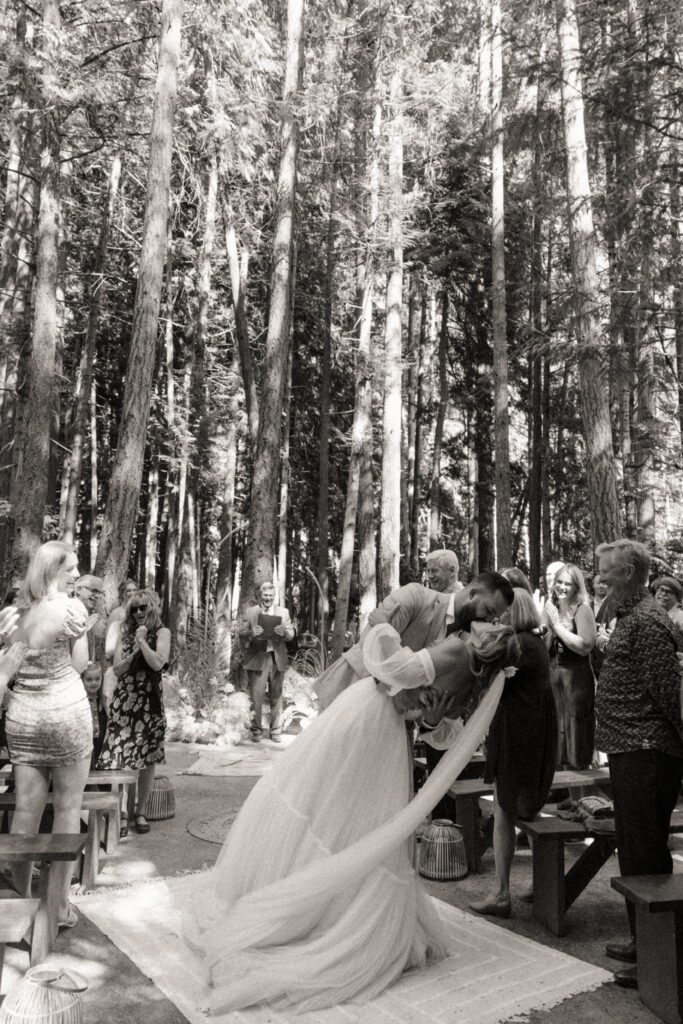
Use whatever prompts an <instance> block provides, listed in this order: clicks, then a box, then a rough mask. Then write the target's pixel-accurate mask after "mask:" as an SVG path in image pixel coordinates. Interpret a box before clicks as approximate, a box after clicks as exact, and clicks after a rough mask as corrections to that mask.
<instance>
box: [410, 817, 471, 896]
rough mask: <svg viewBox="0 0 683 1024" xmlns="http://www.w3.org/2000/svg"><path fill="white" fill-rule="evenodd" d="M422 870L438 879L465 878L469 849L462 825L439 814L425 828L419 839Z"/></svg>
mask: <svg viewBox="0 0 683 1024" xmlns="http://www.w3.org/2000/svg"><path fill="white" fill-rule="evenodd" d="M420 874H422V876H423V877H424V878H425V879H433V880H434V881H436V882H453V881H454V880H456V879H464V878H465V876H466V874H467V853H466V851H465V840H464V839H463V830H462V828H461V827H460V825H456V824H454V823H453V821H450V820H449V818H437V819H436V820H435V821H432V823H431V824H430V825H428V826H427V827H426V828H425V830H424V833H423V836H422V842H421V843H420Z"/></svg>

────────────────

Copy all the entries above exactly as they stand, except for the pictures.

Use whatever prompts an <instance> block provides, listed in this order: clicks, then a box, then a rough mask. Then write the target's pixel-accurate mask after "mask:" as an SVG path in image pixel coordinates. Interpret a box before clicks as approximate, a box after clicks as exact, and clicks after a rough mask as corrections to that mask.
<instance>
box: [410, 817, 471, 896]
rough mask: <svg viewBox="0 0 683 1024" xmlns="http://www.w3.org/2000/svg"><path fill="white" fill-rule="evenodd" d="M422 870L438 879L465 878L469 849L462 825L439 814L425 828L419 839Z"/></svg>
mask: <svg viewBox="0 0 683 1024" xmlns="http://www.w3.org/2000/svg"><path fill="white" fill-rule="evenodd" d="M420 874H422V876H423V877H424V878H425V879H433V880H434V881H436V882H453V881H454V880H456V879H464V878H465V876H466V874H467V853H466V851H465V840H464V839H463V830H462V828H461V827H460V825H456V824H454V823H453V821H450V820H449V818H437V819H436V820H435V821H432V823H431V824H430V825H428V826H427V827H426V828H425V830H424V833H423V836H422V842H421V843H420Z"/></svg>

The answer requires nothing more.